**GIVEN INSTRUCTION**. Show every line of the material below that contains the word "leaf", copied in full. Case counts, so match only that capitalization.

**RECORDS TO USE**.

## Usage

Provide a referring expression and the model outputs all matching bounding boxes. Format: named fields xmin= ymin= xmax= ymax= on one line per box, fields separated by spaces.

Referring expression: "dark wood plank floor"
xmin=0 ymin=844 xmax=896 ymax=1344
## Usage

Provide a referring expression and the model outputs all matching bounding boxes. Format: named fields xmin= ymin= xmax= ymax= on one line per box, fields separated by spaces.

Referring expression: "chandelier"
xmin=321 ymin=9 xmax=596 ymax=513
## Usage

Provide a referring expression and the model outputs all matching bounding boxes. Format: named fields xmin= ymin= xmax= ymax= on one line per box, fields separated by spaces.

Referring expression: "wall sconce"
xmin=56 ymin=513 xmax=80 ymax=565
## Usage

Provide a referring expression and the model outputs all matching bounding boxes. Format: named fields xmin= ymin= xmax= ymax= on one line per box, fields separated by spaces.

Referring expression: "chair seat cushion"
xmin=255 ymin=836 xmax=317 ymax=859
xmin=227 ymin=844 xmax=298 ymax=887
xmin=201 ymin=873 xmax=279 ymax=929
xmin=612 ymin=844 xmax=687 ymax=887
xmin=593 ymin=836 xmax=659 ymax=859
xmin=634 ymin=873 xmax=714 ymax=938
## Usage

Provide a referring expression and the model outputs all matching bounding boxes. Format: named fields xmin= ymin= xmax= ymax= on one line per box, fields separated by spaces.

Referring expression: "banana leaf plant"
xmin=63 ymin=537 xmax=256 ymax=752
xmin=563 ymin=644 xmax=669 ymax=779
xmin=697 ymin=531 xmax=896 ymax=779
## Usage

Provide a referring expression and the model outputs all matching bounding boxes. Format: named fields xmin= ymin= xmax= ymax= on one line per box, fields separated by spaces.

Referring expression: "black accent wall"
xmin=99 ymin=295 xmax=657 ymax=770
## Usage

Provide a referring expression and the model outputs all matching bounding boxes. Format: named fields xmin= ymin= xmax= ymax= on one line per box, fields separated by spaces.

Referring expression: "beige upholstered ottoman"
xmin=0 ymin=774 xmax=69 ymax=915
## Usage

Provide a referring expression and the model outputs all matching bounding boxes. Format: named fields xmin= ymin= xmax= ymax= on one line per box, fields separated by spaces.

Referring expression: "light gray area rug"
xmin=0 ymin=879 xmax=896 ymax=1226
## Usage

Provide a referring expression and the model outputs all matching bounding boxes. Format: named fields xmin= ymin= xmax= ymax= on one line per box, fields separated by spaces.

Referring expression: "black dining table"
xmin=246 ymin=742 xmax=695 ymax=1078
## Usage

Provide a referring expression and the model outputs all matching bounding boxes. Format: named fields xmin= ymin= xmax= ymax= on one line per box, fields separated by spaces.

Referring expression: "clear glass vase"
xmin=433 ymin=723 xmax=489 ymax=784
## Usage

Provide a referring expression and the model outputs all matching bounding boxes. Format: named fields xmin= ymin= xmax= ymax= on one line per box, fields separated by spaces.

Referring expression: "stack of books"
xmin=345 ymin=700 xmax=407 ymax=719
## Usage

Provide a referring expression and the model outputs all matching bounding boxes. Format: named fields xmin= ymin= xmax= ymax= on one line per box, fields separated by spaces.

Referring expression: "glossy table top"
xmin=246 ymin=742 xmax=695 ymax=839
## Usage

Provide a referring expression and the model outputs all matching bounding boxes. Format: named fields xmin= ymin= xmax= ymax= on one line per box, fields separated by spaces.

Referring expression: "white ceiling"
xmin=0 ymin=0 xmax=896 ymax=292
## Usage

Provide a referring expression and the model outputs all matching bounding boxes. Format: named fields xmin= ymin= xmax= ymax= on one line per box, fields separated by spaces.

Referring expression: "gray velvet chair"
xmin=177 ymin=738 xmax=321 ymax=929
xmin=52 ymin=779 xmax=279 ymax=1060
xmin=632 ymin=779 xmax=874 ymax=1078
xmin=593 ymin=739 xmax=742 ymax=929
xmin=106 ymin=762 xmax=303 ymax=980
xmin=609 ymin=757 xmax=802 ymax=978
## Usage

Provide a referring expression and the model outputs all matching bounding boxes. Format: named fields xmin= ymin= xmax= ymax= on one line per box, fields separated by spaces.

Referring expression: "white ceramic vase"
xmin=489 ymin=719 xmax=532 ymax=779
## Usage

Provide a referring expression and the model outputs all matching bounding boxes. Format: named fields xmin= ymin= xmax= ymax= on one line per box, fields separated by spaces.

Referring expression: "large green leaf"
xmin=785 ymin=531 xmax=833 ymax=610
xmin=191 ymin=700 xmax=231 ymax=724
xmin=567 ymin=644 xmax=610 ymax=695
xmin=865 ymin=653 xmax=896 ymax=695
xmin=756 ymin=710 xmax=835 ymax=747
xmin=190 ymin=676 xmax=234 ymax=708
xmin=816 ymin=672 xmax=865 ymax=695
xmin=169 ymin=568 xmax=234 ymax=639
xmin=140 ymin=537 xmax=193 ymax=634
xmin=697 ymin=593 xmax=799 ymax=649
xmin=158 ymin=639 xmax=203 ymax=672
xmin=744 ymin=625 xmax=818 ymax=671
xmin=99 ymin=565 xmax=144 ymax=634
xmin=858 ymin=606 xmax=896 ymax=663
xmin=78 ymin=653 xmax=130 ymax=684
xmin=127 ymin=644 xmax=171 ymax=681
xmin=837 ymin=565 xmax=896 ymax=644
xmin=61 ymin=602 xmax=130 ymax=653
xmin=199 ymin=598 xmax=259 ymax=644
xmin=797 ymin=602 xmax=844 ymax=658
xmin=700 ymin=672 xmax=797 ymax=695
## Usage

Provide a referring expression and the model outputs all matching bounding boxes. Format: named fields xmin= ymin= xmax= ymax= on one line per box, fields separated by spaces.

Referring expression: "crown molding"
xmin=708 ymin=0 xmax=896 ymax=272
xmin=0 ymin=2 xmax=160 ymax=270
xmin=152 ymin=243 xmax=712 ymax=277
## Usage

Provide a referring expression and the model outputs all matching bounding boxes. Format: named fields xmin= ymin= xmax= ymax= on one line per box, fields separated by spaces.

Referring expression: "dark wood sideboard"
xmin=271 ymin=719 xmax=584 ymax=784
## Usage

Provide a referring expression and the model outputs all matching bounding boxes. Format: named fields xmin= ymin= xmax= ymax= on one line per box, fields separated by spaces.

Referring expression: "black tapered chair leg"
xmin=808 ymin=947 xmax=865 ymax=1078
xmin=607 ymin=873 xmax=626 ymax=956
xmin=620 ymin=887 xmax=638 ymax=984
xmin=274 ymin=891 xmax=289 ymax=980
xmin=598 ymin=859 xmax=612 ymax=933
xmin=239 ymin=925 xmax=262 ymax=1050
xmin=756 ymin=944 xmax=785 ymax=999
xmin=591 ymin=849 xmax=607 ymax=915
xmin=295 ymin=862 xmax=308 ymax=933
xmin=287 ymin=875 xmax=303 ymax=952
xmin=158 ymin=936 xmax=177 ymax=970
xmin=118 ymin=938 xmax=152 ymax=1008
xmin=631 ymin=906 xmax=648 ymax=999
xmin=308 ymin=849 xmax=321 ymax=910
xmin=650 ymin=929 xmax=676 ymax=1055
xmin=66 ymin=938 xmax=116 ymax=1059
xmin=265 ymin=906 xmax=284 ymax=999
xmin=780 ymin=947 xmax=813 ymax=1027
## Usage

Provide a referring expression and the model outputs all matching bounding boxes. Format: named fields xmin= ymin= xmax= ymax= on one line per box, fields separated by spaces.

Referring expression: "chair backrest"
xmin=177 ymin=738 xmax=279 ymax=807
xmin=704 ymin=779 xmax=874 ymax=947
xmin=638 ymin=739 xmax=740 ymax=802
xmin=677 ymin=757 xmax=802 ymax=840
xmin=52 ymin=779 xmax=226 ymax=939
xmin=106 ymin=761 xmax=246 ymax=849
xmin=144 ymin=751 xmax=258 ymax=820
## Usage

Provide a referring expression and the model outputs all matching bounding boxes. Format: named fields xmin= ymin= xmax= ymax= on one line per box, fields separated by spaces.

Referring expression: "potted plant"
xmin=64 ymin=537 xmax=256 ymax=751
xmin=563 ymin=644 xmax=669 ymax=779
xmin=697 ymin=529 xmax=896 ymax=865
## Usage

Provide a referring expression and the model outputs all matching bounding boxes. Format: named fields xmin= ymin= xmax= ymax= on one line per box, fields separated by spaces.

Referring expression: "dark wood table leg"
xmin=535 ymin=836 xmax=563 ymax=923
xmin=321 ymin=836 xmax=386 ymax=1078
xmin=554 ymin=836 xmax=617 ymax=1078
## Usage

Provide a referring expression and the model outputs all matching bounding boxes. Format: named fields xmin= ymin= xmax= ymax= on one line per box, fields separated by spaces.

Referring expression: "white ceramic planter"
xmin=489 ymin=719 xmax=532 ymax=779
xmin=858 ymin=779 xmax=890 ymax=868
--
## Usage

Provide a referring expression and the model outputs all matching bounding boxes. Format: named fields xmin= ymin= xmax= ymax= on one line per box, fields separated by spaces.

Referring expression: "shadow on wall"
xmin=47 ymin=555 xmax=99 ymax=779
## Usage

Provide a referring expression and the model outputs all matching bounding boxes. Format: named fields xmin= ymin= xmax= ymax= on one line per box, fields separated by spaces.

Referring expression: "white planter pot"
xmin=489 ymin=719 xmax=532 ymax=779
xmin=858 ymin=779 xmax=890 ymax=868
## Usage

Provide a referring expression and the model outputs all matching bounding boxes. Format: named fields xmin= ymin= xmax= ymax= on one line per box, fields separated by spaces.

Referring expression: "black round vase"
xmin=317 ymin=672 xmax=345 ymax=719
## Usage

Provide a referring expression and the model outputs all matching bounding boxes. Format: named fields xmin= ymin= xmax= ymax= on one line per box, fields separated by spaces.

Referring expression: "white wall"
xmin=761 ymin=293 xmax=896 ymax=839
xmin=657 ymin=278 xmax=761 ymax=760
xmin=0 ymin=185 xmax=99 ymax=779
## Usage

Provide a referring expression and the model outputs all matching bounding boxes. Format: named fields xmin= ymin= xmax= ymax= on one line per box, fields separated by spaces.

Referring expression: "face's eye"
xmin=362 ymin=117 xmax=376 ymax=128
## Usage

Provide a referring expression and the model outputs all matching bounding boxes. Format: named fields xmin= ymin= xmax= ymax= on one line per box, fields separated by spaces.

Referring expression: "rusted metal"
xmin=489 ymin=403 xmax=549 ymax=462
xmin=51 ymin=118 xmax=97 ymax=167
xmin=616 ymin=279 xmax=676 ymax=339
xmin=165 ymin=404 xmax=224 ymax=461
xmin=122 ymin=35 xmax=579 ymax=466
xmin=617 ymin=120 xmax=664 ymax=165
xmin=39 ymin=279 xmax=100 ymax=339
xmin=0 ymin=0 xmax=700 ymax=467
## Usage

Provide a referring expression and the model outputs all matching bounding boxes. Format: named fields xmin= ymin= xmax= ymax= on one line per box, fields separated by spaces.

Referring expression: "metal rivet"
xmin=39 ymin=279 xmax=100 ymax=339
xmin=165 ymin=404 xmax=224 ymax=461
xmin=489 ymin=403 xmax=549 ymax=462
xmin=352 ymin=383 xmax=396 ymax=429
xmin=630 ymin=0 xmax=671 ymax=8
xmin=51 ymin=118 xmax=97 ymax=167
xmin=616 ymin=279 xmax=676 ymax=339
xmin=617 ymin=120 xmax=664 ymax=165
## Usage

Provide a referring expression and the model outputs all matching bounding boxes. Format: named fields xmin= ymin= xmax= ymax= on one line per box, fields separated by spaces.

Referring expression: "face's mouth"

**COMPLETE RESPONSE**.
Referring expression: "banana leaf plant"
Referring expression: "large green leaf"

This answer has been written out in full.